## 文字节选
- - -
看了来信,我不禁莞尔:小陈同学,你就这么不待见“语言范畴化”?

让我们和小陈同学一起,“穿越”回我们学习语言的过程,从初生婴儿开始——

1.语言给了我们人的属性

当我们还是一岁前婴儿时,我们还不具备真正意义上的“人性”,因为我们还没有摆脱动物的信号反应。而我们长大的过程,就是一个学习语言的过程。

满月的婴儿,哭叫多少带有一定意义。

一个半月的婴儿,开始能发4-5个单元音,2-7个辅音。

两三个月的婴儿,开始“咿呀学语”。

五六个月的婴儿,能发出“ma-ma”“ba-ba”“da-da”等音组。

七八个月的婴儿,能“听懂”成人说的一些词(音调),并做出声音反应。

十到十一个月的婴儿开始“懂得”词义,但词很有限,词音和词义未达到有机统一,音调仍处于优势。词义的第二信号系统(语言文字等抽象的刺激)还需要第一信号系统(声、光、电、味等现实具体的刺激)的不断支持。

这时候的儿童,如果一旦中断正常的教育和学习,仍有可能接受动物的习性而成为(诸如)“狼孩”。

只有把词的发音和词所代表的对象联系起来,从而“说出词”并进行“符号交际”,儿童才真正进入了人的世界。

2. 语言为我们打开世界

显然,语言学习的过程,亦即思维的符号化过程,是人的成长的阶段性标志。

同学们也许无法体验“词化”思维对于我们认识世界的重要性,我们就来看看一位聋哑盲人对“语言范畴化”的真实体认。下面是一位教师记录的美国著名聋哑盲学者海伦·凯勒小时候的经历:

“今天早晨我必须给你写几句,因为有些非常重要的事情发生了:海伦在她的教育中迈出了第二大步——她已经知道,每一件东西都有一个名称,而且手语字母就是她想要知道的每一件东西的秘诀。

“……今天早晨,当她正在梳洗时,她想要知道‘水‘的名称。当她想要知道什么东西的名称时,她就指着它并且拍拍我的手。我拼了‘w-a-t-e-r’(水),直到早饭以后我才把它当回事儿。

“……我们走出去到了井房,我让海伦拿杯子接在水管喷口下,然后由我来压水。当凉水喷上来注满杯子时,我在海伦空着的那只手上拼写了‘w-a-t-e-r’。这个词与凉水涌到她手上的感觉是如此紧密相联,看来使她大吃一惊。她失手跌落了杯子,站在那里呆若木鸡,脸上开始显出一种新的生气,她拼了好几次‘water’

“然后她跌坐在地上问地板的名称,又指着问水泵和井房棚架。
- - -
## 提供的材料

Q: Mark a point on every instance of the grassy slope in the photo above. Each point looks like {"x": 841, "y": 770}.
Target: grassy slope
- - -
这篇讲语言学习和海伦·凯勒的短文停在最后一句,请从那句后面往下续写。

“突然她转过脸来问我的名字,我拼了‘teacher’(教师)一词。

“回家时她一路上都处在高度的兴奋状态中,学着她碰到的每样东西的名称,并且高兴得连连吻我。

“……现在,每件东西都必须有一个名称了,不管我们走到哪里,她都热切地问着她在家里还没学到的东西的名称。

“她焦急地教她的朋友们拼写,并且热心地把字母教给她所碰到的每一个人。一旦她有了语词来取代她原先使用的信号和哑语手势,她马上就丢弃了后者,新语词的获得给了她新生的喜悦。

“我们都注意到,她的脸一天天变得越来越富于表情了。”

海伦为什么如此兴奋?她面对的世界还是原来的世界,并没有变啊,我们许多同学会这样想。

海伦周围的世界的确没有变,但这个我们眼里的“世界”,对于海伦,只是一个模糊的环境,尽管海伦原先已经有了一些指物的信号。

环境和世界有什么不同呢?

环境是一个混沌的连续体,它没有类别,因而海伦无法建立自己和它的关系,它对于海伦也就没有意义。而一旦海伦手里的水有了名称,它就和海伦紧密联系起来。这个新的联系打开了一个新的世界,以致于海伦惊得“呆若木鸡,脸上开始显出一种新的生气,她拼了好几次‘water’”。

这个拼写动作极其生动地刻画了海伦努力通过词的“范畴化”去掌握世界的强烈愿望。接下来海伦问地板、问水泵、问井房棚架名称的一系列操作,展现出一个成长中的人拥抱世界,形成完整世界观的“惊天地,泣鬼神”的历程。

由此可见,语言的范畴化对于人类的形成和发展,具有多么重要的意义。语言是人与世界联系的根本纽带。没有这根纽带,人和动物一样,只能生活在第一信号系统中,无法有根本的超越。

海伦所经历的“新生的喜悦”,是由于语言符号给了她一种全新的思想工具,为她呈现了一个新的天地。她开始用一种新的眼光来看待世界,准确地说,她获得了一个符号世界,一切都生气勃勃起来,都“讲起话来”。

3. 前语言诗意vs后语言诗意

在海伦认识water这个词之前,海伦对水一定有“诗意”的奇特想象。然而,一旦海伦学会了water这个词,她才真正感到自己“拥有”了这个东西。这是事物符号化(范畴化)的神奇魅力。此时,对于水的前语言想象立刻消散了,水的范畴化让海伦充满了“新生的喜悦”。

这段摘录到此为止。